§ **YOUR GOAL**
Please give again, word for word, the line that contains "the red car" and every line after it to the end of the data, with no other lines.

Dataset excerpts:
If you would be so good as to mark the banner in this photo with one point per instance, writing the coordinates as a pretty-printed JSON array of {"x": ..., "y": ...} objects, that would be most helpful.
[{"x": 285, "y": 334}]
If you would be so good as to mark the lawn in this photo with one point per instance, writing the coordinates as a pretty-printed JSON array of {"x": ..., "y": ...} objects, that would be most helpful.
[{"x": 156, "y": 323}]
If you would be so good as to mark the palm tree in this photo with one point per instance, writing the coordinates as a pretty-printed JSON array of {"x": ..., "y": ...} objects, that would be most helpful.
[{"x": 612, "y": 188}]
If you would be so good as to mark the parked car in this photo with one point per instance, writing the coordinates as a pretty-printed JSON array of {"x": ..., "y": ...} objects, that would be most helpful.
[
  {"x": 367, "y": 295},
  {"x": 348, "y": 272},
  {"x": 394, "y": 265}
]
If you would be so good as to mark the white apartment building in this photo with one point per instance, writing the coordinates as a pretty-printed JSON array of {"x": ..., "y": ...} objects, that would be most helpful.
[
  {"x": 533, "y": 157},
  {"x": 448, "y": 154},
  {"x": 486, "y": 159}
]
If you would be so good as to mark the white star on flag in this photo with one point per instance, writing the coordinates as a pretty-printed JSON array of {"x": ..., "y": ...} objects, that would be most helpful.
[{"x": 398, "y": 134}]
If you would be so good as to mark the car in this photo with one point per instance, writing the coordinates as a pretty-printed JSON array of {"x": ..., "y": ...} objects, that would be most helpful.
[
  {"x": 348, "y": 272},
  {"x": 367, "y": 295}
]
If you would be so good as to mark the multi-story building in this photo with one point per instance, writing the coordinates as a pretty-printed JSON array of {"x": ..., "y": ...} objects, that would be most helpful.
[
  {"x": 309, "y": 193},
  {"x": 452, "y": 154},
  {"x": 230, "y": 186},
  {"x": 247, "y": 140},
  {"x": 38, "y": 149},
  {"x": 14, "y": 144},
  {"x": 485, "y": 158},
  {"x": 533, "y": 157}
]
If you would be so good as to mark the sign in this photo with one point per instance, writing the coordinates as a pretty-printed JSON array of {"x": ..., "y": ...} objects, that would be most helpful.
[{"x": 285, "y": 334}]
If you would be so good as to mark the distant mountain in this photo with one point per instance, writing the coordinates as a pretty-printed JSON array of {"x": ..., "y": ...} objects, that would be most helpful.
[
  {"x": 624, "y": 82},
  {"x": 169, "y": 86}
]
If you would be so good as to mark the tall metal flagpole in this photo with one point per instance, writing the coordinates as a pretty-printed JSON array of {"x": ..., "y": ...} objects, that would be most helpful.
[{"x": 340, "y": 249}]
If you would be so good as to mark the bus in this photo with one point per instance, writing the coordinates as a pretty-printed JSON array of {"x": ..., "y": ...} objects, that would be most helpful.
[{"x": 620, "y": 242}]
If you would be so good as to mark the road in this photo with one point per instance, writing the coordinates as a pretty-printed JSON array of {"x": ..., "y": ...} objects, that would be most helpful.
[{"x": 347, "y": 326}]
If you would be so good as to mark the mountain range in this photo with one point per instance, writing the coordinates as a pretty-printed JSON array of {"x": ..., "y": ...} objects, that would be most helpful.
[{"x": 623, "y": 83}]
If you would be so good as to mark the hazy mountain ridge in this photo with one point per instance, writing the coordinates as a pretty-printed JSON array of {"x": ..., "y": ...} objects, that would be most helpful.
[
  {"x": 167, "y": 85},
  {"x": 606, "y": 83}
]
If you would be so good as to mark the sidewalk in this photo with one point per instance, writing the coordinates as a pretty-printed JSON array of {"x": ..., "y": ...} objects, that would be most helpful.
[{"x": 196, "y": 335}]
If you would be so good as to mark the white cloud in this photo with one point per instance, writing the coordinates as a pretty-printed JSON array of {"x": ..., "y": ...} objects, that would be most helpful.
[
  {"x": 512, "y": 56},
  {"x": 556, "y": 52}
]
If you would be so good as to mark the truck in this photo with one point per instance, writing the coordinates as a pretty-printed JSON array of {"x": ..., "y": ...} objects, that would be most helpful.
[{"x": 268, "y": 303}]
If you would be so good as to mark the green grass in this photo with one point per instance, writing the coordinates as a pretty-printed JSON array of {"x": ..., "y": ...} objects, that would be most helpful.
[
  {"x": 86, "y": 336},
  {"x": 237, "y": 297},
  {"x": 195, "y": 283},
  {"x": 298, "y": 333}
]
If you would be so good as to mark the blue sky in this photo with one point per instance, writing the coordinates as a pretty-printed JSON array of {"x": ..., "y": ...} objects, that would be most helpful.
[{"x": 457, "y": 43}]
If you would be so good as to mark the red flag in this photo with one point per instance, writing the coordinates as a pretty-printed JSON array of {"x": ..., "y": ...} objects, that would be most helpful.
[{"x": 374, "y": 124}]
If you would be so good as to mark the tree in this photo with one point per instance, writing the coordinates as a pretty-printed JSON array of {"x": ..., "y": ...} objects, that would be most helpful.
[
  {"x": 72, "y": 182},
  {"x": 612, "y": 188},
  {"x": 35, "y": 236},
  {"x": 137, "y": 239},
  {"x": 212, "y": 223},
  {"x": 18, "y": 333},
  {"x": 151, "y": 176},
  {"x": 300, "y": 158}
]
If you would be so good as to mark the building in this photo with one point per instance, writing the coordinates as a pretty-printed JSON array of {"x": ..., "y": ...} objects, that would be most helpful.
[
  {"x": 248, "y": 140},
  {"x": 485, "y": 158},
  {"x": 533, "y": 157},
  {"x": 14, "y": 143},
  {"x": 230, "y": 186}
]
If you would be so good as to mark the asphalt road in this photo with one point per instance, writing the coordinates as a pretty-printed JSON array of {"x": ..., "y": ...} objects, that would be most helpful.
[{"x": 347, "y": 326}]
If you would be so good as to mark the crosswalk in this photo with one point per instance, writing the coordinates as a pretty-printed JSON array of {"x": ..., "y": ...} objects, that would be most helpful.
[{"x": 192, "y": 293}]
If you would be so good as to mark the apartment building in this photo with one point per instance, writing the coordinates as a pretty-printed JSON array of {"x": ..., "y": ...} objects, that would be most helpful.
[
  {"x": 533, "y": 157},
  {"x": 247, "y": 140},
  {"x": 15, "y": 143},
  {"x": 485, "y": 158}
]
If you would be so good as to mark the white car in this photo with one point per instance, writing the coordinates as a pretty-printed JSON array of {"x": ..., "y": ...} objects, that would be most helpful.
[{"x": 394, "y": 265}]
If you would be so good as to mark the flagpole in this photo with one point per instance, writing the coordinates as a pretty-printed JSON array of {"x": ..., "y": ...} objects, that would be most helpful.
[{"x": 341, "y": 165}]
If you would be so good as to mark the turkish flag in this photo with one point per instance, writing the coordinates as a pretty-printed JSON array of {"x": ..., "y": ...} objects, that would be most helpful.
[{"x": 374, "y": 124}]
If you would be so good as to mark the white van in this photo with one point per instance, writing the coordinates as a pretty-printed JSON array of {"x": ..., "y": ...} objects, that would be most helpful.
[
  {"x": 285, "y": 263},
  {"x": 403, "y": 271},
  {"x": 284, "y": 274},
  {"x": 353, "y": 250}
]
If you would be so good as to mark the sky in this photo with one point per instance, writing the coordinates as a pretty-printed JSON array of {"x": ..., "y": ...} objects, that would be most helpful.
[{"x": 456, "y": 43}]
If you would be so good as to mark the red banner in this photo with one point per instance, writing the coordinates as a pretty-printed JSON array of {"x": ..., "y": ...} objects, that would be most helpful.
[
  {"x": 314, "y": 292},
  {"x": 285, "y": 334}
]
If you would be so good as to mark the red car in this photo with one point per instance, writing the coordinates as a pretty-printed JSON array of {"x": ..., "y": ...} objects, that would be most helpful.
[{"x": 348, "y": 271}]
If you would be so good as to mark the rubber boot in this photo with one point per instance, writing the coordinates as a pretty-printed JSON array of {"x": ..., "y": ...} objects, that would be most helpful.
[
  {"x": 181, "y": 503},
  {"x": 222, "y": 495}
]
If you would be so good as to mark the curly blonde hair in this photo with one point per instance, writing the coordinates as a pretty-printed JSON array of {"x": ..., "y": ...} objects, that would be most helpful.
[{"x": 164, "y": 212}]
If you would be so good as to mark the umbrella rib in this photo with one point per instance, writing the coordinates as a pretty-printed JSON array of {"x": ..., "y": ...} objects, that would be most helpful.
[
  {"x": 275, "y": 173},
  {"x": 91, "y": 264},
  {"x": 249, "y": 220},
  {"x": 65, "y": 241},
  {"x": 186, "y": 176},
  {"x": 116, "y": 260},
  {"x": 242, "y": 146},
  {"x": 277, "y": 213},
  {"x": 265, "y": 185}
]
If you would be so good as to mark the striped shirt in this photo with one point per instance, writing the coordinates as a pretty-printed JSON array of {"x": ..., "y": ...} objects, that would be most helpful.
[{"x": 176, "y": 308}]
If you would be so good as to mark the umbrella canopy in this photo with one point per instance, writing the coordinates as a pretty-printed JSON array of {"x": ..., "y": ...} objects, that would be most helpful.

§ **WRITTEN RESPONSE**
If you would be so good as to mark the red car in this photo with one point per instance, writing the coordinates as a pretty-printed JSON array of {"x": ..., "y": ...} objects, that would be most helpful.
[{"x": 348, "y": 271}]
If you would be so good as to mark the rubber boot in this photo with one point per instance, writing the coordinates as a pretty-printed JSON array of {"x": ..., "y": ...} objects, that would be most helpful.
[
  {"x": 181, "y": 503},
  {"x": 222, "y": 495}
]
If you would be so good as to mark the curly blonde hair in this photo with one point per instance, writing the coordinates as a pretty-printed JSON array of {"x": ..., "y": ...} objects, that would be most helpful.
[{"x": 164, "y": 212}]
If you would be so good as to mark the umbrella rib in this photo with one point per instance, writing the coordinates as a pretty-printed JSON array of {"x": ..., "y": ...} objects, that would be most helpful.
[
  {"x": 275, "y": 173},
  {"x": 91, "y": 264},
  {"x": 249, "y": 220},
  {"x": 65, "y": 241},
  {"x": 186, "y": 176},
  {"x": 116, "y": 260},
  {"x": 242, "y": 146},
  {"x": 277, "y": 213},
  {"x": 265, "y": 185}
]
If you would be so good as to mark the striped shirt in this photo with one point per instance, writing the coordinates as a pretty-printed JSON array of {"x": ..., "y": ...} objects, that would be most helpful.
[{"x": 176, "y": 308}]
If you would be so good as to mark the umbrella canopy in this photo with one point per instance, writing the coordinates as a pretty-printed JSON array of {"x": ..., "y": ...} objects, that would be most helpful.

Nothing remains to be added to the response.